BEGIN
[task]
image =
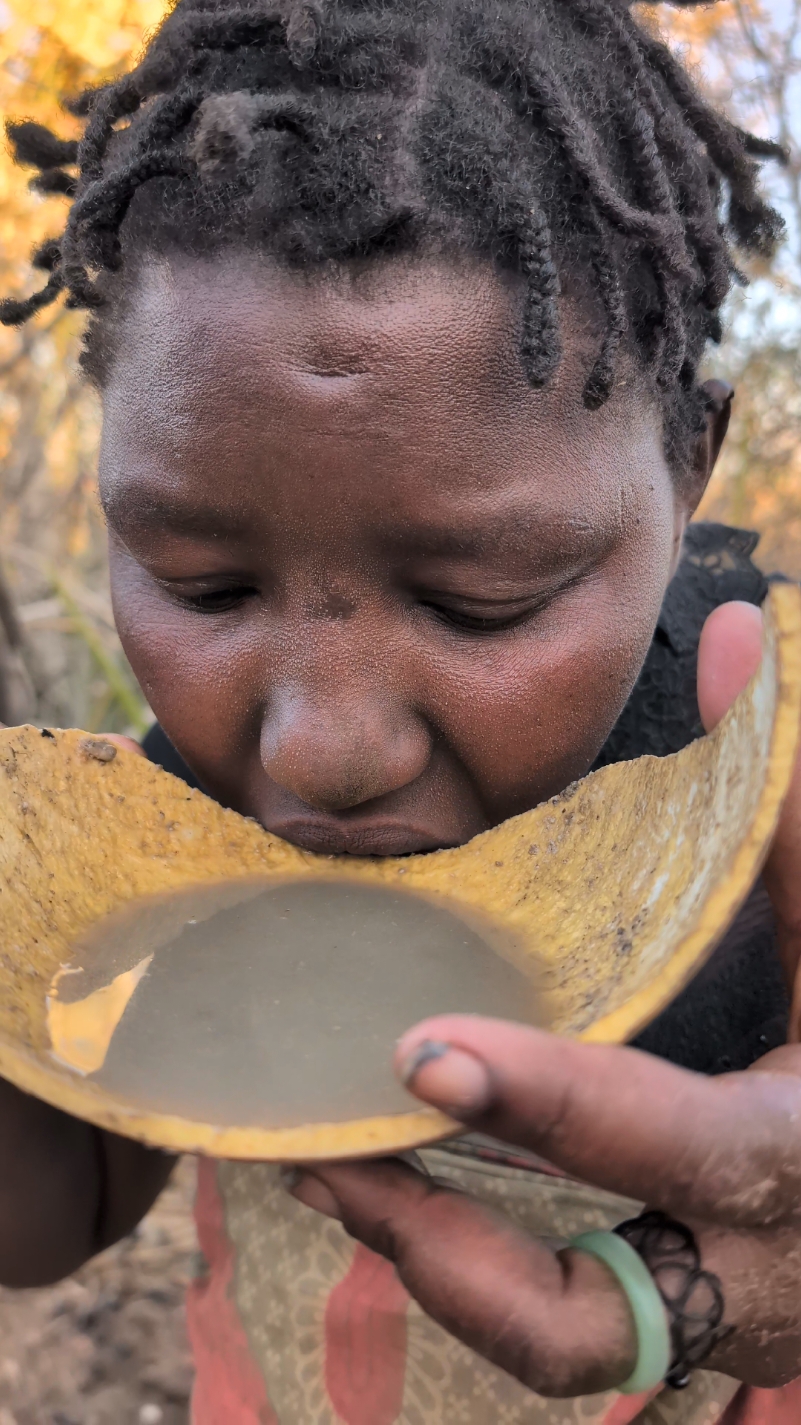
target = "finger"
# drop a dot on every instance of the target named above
(556, 1321)
(724, 1149)
(730, 651)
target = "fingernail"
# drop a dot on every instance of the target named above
(308, 1190)
(425, 1053)
(448, 1078)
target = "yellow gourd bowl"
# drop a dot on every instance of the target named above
(620, 887)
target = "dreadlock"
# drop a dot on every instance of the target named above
(543, 134)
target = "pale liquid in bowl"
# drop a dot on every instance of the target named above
(272, 1005)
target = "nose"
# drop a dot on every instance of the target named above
(335, 751)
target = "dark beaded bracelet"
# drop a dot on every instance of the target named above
(693, 1297)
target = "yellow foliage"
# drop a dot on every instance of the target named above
(52, 540)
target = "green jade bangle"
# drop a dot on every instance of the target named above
(644, 1303)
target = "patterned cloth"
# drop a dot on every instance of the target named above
(292, 1323)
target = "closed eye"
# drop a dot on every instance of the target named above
(215, 600)
(482, 622)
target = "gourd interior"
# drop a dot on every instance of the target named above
(587, 914)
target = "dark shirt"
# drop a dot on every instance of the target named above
(736, 1008)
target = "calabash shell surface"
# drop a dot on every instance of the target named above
(620, 887)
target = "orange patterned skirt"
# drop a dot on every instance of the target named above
(292, 1323)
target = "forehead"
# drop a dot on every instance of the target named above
(406, 369)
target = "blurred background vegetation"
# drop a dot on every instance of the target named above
(60, 660)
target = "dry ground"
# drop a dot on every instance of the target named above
(106, 1347)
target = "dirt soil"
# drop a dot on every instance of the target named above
(107, 1345)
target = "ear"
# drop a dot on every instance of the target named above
(719, 396)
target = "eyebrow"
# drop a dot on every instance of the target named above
(157, 512)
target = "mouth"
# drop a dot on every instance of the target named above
(331, 838)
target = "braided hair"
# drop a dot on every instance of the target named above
(548, 136)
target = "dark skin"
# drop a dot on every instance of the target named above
(382, 594)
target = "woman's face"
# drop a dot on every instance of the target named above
(379, 593)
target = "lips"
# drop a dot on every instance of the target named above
(332, 838)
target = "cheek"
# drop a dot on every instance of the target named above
(204, 684)
(529, 714)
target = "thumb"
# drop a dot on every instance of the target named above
(729, 654)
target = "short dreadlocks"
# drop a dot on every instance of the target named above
(543, 134)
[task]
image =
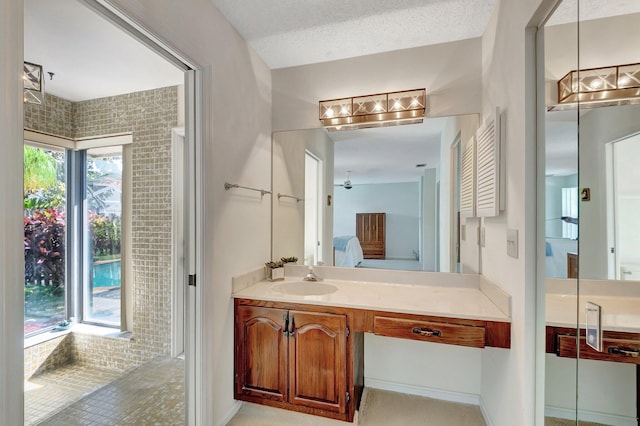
END
• _TO DO_:
Count the lines of the material above that contain the string "bowl", treating uppercase and lowercase as different, and give only the number.

• _THE COMPLETED TASK_:
2